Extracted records
=======

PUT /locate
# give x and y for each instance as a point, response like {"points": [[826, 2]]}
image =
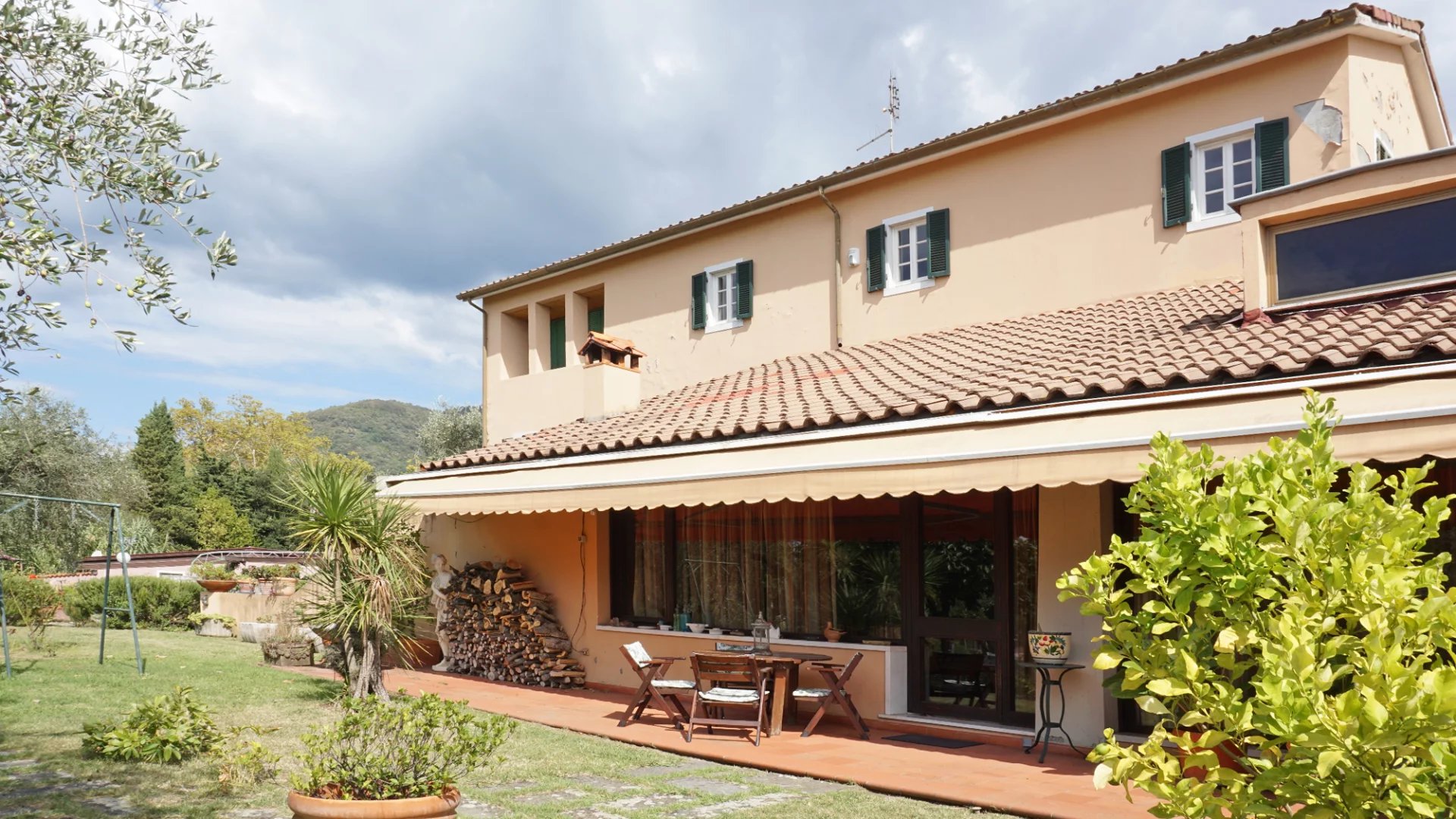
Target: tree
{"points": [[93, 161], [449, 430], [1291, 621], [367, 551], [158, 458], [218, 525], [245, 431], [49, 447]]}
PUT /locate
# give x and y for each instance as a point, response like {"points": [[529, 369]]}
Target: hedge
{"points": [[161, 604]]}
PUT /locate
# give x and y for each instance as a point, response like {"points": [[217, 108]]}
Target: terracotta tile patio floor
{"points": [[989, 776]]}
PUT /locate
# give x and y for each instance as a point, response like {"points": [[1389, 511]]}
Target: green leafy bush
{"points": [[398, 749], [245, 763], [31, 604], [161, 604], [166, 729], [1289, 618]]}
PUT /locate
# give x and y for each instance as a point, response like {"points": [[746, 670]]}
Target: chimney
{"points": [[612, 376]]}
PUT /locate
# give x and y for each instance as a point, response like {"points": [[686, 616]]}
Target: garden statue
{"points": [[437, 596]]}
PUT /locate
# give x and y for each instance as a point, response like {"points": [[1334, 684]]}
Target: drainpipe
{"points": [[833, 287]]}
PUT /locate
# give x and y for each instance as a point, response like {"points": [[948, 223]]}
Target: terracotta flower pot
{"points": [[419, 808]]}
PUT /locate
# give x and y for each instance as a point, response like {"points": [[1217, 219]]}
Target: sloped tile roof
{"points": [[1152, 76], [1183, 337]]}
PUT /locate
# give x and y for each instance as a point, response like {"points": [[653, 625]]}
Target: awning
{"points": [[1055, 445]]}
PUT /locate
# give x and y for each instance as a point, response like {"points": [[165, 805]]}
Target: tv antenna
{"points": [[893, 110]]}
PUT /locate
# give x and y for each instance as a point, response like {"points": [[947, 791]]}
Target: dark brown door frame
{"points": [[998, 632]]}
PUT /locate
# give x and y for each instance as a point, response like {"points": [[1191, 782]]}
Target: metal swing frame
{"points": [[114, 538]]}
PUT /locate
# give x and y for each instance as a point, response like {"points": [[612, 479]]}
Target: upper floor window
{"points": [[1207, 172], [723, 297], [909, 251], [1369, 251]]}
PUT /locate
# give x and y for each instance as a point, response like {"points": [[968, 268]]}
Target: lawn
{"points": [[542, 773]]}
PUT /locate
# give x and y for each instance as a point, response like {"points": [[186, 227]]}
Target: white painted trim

=======

Omitting the pictures, repeat all entries exactly.

PUT /locate
# give x and y for each instance as a point, response like {"points": [[826, 2]]}
image =
Target: tree
{"points": [[93, 161], [449, 430], [1291, 621], [367, 551], [158, 458], [218, 525], [245, 431], [49, 447]]}
PUT /locate
# give x and y for each instance as a point, response like {"points": [[529, 369]]}
Target: hedge
{"points": [[161, 604]]}
PUT /locate
# give x and y for each instance as a point, response like {"points": [[217, 108]]}
Target: terracotta tile patio floor
{"points": [[989, 776]]}
PUT /locate
# give x and y for each instance as a point, response like {"points": [[1389, 511]]}
Target: green leafy bush
{"points": [[398, 749], [245, 763], [31, 604], [161, 604], [166, 729], [1289, 618]]}
PUT /locate
# give x and y for each instance as a point, response like {"points": [[746, 670]]}
Target: chimney
{"points": [[612, 376]]}
PUT /locate
# give x and y for each instance as a point, response like {"points": [[686, 616]]}
Target: garden statue
{"points": [[437, 596]]}
PUT /locate
# give x and y for each instance as a point, response like {"points": [[1334, 684]]}
Target: drainpipe
{"points": [[833, 287]]}
PUT /locate
# give x and y for each instance as a point, response like {"points": [[948, 223]]}
Target: terracotta flower pot
{"points": [[419, 808]]}
PUT /locate
# give x and y for each instance as a point, response like {"points": [[1217, 219]]}
Target: sloped tile roof
{"points": [[1152, 76], [1183, 337]]}
PUT /locate
# give x and y for each instance as a point, response like {"points": [[653, 625]]}
Target: awning
{"points": [[1055, 445]]}
PUT /locate
# give x and y for each instance as a point, response like {"points": [[165, 805]]}
Target: tv antenna
{"points": [[893, 110]]}
PUT /locate
# give x and y for each instance as a point, response like {"points": [[947, 791]]}
Target: dark brown door frame
{"points": [[998, 632]]}
PUT /locate
# give x and y for each instance as a point, response like {"points": [[1191, 782]]}
Target: metal swing frame
{"points": [[114, 538]]}
PUT /locate
# give x and y for each instance as a point, response like {"points": [[612, 479]]}
Target: upper floor window
{"points": [[1207, 172], [723, 297], [909, 251], [1369, 251]]}
PUT /locate
# give x and y for each instance as a point, response like {"points": [[968, 268]]}
Target: lawn
{"points": [[542, 773]]}
PUT /locate
# give x and y for each instance as a point, response like {"points": [[186, 227]]}
Target: white painted trim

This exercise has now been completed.